* **Work required**
Could you rewrite these lines with every "instance" changed to "occurrence" and nothing else altered?

* **Stored items**
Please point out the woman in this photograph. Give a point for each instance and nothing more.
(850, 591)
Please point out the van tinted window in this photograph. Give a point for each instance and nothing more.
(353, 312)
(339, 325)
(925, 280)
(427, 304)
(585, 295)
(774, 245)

* **Written answer**
Please point out the woman in this photograph. Give a point for each occurrence and nothing more.
(850, 591)
Please point out the van tinted window in this photograph. Give a point for each occurrence and nothing more.
(353, 312)
(339, 325)
(925, 280)
(427, 304)
(585, 295)
(774, 245)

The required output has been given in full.